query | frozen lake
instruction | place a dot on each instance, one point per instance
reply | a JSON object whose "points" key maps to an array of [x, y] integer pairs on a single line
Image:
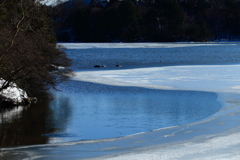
{"points": [[190, 88]]}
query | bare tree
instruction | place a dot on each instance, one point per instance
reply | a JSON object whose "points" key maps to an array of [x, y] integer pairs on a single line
{"points": [[28, 52]]}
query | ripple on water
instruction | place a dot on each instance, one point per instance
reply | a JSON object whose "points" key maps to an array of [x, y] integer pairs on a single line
{"points": [[95, 111]]}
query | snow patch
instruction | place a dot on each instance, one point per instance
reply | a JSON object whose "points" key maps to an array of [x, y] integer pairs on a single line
{"points": [[13, 92]]}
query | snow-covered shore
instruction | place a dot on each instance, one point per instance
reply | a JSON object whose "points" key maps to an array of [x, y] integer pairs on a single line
{"points": [[13, 94]]}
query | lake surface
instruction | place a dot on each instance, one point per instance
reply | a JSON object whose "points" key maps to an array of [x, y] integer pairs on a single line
{"points": [[84, 110]]}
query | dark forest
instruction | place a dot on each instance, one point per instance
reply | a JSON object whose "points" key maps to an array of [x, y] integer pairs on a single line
{"points": [[147, 20]]}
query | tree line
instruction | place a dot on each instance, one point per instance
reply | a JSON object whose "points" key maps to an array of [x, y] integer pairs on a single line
{"points": [[29, 55], [147, 20]]}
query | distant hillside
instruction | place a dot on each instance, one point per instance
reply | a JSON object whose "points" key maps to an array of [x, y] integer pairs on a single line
{"points": [[147, 20]]}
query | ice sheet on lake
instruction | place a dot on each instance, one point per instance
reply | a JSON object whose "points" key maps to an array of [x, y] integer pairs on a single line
{"points": [[220, 78], [134, 45]]}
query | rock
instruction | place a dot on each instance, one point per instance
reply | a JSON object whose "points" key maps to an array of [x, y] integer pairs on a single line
{"points": [[33, 99]]}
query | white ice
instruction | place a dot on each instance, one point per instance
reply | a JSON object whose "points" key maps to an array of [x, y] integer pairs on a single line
{"points": [[221, 78], [213, 78]]}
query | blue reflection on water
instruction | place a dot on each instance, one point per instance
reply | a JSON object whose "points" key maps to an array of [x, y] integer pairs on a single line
{"points": [[95, 111]]}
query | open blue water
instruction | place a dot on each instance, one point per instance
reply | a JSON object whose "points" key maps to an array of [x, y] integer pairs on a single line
{"points": [[93, 111], [85, 110]]}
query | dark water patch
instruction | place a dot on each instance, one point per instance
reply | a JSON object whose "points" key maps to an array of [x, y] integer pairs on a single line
{"points": [[93, 111], [103, 111]]}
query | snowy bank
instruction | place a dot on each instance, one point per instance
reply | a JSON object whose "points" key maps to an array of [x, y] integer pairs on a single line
{"points": [[13, 94]]}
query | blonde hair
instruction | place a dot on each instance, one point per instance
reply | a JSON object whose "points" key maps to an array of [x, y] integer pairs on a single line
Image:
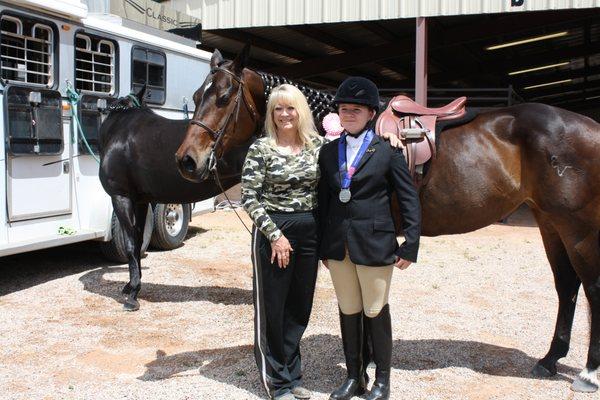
{"points": [[291, 95]]}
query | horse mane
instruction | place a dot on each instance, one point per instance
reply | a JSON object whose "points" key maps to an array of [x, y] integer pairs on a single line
{"points": [[319, 102]]}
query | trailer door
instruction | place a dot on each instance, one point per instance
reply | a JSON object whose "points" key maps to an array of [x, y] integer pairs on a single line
{"points": [[38, 166]]}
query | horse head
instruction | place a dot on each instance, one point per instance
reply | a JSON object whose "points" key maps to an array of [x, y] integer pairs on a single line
{"points": [[229, 105]]}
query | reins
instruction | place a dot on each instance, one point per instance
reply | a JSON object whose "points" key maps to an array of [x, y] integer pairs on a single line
{"points": [[242, 94]]}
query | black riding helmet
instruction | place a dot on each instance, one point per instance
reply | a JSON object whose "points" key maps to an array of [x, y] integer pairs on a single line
{"points": [[358, 90]]}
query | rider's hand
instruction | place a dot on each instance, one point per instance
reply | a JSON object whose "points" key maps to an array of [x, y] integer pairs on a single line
{"points": [[281, 249]]}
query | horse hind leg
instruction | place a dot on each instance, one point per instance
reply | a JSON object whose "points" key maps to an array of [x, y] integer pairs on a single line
{"points": [[141, 211], [567, 286], [584, 252], [124, 209]]}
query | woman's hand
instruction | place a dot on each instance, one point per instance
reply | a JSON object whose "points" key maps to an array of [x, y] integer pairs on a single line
{"points": [[402, 263], [281, 249], [393, 139]]}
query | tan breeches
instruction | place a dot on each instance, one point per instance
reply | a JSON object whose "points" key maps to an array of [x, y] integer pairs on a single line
{"points": [[360, 287]]}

**Work required:** Retype only the lines running from the line with "query | reins" to the end of the listing, including both of those lines.

**Response to the task:**
query | reins
instruction | place a dot on each instance, one point per instance
reply | a JSON object whose "points" key maps to an array of [x, y] integer pairs on a single line
{"points": [[242, 94]]}
query | black riding helmet
instruction | place a dot on each instance, one point per instance
reply | a JSON object whose "points" key maps to an array of [x, y] integer pairs on a single line
{"points": [[358, 90]]}
query | rider's hand
instruction | place a dot on each instance, one point per instance
reply | a JSON object whose "points" key maps to an array of [x, y] integer pairs on a single line
{"points": [[281, 249]]}
query | horse hind leg
instruction | place a dot on each instance, one point per instance
reply | a JSON object whose "points" key maps to an array of [x, y] integer pairs on a single line
{"points": [[141, 211], [567, 286], [584, 252], [124, 209]]}
query | woman's hand
instruction | place a dot on each instance, one point per instance
reply | a JSON object whose "points" key maps to an array of [x, y] integer pairs on a single line
{"points": [[402, 263], [281, 249], [393, 139]]}
query | tan breeches
instruction | place a dot on each instance, one point per instance
reply | a JSON object whose "points" key maps to an array of [x, y] integer pairs on a single line
{"points": [[360, 287]]}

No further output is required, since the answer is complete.